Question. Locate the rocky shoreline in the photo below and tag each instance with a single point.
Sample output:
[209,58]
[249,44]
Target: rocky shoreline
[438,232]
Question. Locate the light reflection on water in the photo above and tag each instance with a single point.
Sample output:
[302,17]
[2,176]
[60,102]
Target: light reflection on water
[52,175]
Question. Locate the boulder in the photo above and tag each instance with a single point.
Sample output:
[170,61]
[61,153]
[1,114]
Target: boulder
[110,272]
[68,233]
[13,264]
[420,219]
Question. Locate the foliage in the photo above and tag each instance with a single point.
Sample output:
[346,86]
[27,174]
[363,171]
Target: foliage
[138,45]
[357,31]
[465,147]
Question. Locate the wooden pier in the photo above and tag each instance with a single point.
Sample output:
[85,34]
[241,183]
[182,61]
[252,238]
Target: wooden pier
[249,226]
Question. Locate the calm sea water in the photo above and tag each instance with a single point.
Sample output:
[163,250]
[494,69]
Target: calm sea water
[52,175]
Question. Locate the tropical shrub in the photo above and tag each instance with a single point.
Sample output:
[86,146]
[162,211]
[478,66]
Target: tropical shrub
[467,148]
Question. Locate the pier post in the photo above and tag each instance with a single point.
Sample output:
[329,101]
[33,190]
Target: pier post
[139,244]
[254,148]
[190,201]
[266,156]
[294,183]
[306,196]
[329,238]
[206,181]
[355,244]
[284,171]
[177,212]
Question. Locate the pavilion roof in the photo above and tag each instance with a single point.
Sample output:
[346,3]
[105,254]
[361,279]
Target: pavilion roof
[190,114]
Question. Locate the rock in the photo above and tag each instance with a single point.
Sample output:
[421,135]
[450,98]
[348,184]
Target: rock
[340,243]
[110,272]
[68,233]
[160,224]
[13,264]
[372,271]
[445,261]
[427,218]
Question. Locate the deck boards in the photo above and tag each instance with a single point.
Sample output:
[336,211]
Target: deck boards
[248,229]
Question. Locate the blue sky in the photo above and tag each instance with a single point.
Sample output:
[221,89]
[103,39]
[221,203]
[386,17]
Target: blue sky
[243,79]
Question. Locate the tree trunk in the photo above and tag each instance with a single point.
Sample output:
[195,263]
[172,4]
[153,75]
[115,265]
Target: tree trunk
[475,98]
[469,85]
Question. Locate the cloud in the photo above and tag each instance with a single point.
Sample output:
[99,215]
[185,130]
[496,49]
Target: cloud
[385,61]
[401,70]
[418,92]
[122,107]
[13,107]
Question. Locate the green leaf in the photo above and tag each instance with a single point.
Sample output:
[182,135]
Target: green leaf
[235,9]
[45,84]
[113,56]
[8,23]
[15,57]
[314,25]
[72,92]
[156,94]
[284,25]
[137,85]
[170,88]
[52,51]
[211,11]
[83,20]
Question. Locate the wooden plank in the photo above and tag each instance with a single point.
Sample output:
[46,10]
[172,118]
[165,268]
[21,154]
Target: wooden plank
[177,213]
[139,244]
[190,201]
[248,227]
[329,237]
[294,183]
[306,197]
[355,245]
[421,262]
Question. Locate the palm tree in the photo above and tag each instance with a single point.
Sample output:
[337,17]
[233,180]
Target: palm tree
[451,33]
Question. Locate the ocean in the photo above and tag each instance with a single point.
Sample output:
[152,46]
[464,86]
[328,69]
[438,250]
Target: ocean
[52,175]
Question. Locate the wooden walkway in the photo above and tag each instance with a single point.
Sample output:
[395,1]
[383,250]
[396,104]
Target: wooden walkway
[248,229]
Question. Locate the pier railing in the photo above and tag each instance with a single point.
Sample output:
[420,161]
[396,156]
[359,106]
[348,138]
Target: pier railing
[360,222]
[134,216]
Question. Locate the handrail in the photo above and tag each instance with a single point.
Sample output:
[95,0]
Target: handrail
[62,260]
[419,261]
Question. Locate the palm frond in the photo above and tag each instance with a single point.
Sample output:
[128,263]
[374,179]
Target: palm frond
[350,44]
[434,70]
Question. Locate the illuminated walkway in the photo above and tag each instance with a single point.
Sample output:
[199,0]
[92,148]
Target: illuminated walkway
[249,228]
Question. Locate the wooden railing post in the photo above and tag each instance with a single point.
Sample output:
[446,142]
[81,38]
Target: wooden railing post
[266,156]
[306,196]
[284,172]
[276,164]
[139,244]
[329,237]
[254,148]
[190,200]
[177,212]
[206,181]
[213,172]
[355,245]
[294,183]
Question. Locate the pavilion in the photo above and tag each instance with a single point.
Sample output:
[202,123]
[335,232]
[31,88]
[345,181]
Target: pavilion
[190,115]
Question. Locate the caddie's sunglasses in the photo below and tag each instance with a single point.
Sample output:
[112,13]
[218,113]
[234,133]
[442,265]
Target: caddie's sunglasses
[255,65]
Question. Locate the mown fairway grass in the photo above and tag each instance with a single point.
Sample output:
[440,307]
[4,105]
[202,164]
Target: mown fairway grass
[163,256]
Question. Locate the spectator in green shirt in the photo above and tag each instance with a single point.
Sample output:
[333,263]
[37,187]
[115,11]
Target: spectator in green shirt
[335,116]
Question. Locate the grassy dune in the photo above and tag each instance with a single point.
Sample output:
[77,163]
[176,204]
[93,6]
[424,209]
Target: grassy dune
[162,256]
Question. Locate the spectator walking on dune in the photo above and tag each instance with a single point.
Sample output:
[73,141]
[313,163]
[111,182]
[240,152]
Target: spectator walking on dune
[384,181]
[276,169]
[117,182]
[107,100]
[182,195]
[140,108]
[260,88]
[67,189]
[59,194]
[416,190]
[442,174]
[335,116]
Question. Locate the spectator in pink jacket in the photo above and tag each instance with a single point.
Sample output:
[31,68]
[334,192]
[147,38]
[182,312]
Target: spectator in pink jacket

_ _ _

What the exercise asks: Give an exact transcription of the data shown above.

Exercise response:
Question. Locate the rocky shoreline in the photo below and tag each instance with a single point.
Sample output:
[209,58]
[249,44]
Target: rocky shoreline
[438,232]
Question. Locate the light reflection on water in the photo above and tag each instance with a single point.
Sample output:
[302,17]
[2,176]
[60,102]
Target: light reflection on water
[52,175]
Question. Locate the boulder in the photo above and tag each instance with a single point.
Sample output:
[170,61]
[61,153]
[1,114]
Target: boulder
[110,272]
[68,233]
[13,264]
[420,219]
Question. Locate the foliage in the photo above and tag each instance with a single point.
Sample output:
[346,86]
[27,174]
[363,171]
Target: foliage
[138,45]
[357,31]
[465,147]
Question. Locate the wooden pier in the photo above and tag each instance with a single point.
Sample output:
[85,34]
[241,183]
[182,61]
[252,238]
Target: wooden pier
[249,226]
Question. Locate the calm sea water in the photo above and tag each instance with a single point.
Sample output:
[163,250]
[494,69]
Target: calm sea water
[52,175]
Question. Locate the tropical shrub in the photo above and tag each instance with a single point.
Sample output:
[86,146]
[162,211]
[478,66]
Target: tropical shrub
[467,148]
Question. Locate the pier post in the photo above and tag each instance with a single point.
Sample output:
[329,101]
[33,190]
Target: pier post
[139,244]
[254,148]
[190,201]
[266,156]
[294,183]
[306,196]
[329,238]
[206,181]
[355,244]
[284,171]
[177,212]
Question. Locate the pavilion roof in the photo above and tag each instance with a single point.
Sample output:
[346,3]
[105,254]
[361,279]
Target: pavilion roof
[190,114]
Question. Locate the rock in the photo above and tag each instance with a single point.
Sample output:
[421,135]
[450,98]
[348,184]
Target: rock
[340,243]
[110,272]
[68,233]
[160,224]
[13,264]
[372,271]
[445,261]
[427,218]
Question. Locate the deck boards in the photo above and tag each instance with a single point.
Sample output:
[336,211]
Target: deck boards
[248,229]
Question. Locate the blue sky in the photo above and tag each instance with a single point.
Sample output:
[221,89]
[103,39]
[221,203]
[386,17]
Target: blue sky
[243,79]
Question. Locate the tree trunk in the photo above and tag each instance with a single point.
Sample output:
[195,263]
[172,4]
[153,75]
[115,265]
Target: tree trunk
[475,98]
[469,85]
Question. Locate the cloud in the photo above and tag each instance with a single point.
Sample output:
[99,215]
[185,130]
[496,49]
Target: cloud
[385,61]
[401,70]
[418,92]
[122,107]
[13,107]
Question. Locate the green leaf in the photo above and tag each instance with a single point.
Sample output:
[182,135]
Target: green leaf
[235,9]
[45,84]
[113,56]
[8,23]
[15,57]
[314,25]
[72,92]
[156,94]
[284,25]
[137,85]
[170,88]
[52,51]
[211,11]
[83,20]
Question. Locate the wooden plank in the photo above and tag each instance with a single point.
Sample output:
[46,10]
[172,118]
[165,268]
[21,154]
Target: wooden plank
[177,213]
[139,244]
[190,201]
[248,227]
[329,237]
[294,183]
[306,197]
[355,245]
[421,262]
Question. Locate the palm tree in the photo above and tag each instance with a single point.
Sample output:
[337,17]
[233,180]
Target: palm tree
[451,33]
Question. Locate the ocean in the photo above and tag each instance with a single point.
Sample output:
[152,46]
[464,86]
[328,69]
[438,250]
Target: ocean
[52,175]
Question. Locate the wooden walkway in the photo above and tag each instance with a single point.
Sample output:
[395,1]
[383,250]
[396,104]
Target: wooden walkway
[248,229]
Question. Locate the pier railing in the photo above and tag each instance with a single point.
Sample output:
[420,161]
[396,156]
[359,106]
[348,138]
Target: pier railing
[360,222]
[134,216]
Question. Locate the handrail in the photo above and tag each instance with a single point.
Sample output:
[95,0]
Target: handrail
[62,260]
[419,261]
Question. Locate the palm frond in the photo above and tag each instance with a single point.
Sample output:
[128,263]
[374,179]
Target: palm frond
[350,44]
[434,70]
Question. Locate the illuminated walkway in the photo above and tag each instance with a single point.
Sample output:
[199,0]
[92,148]
Target: illuminated walkway
[249,228]
Question. Locate the wooden railing post in the photo above and tag each instance with a single point.
Sample output:
[446,142]
[81,38]
Target: wooden railing post
[266,156]
[306,196]
[284,172]
[276,164]
[139,244]
[329,237]
[254,148]
[190,200]
[177,212]
[206,181]
[213,172]
[355,245]
[294,183]
Question. Locate the pavilion in the photo above and tag each instance with a single point.
Sample output:
[202,123]
[335,232]
[31,88]
[345,181]
Target: pavilion
[190,115]
Question. Locate the caddie's sunglasses in the photo below and tag each instance with a single point.
Sample output:
[112,13]
[218,113]
[234,133]
[442,265]
Target: caddie's sunglasses
[255,65]
Question. Locate the mown fairway grass in the photo above and tag each instance with a single point.
Sample output:
[440,307]
[4,105]
[202,164]
Target: mown fairway grass
[163,256]
Question. Locate the spectator in green shirt in the photo above and tag each instance with a single point.
Sample output:
[333,263]
[37,187]
[115,11]
Target: spectator in green shirt
[335,116]
Question. Locate the grassy dune in the photo above and tag each instance with a single point.
Sample output:
[77,163]
[176,204]
[93,6]
[424,209]
Target: grassy dune
[162,256]
Question. Locate the spectator walking on dune in the photo above and tag each instance with a single point.
Sample output:
[73,141]
[313,163]
[111,182]
[240,152]
Target: spectator walking on dune
[384,181]
[276,169]
[117,182]
[107,100]
[182,195]
[140,108]
[260,88]
[67,189]
[59,194]
[416,190]
[442,174]
[335,116]
Question. Locate the spectator in pink jacket in the photo above and tag each instance with a single point.
Sample output:
[31,68]
[334,192]
[147,38]
[182,312]
Target: spectator in pink jacket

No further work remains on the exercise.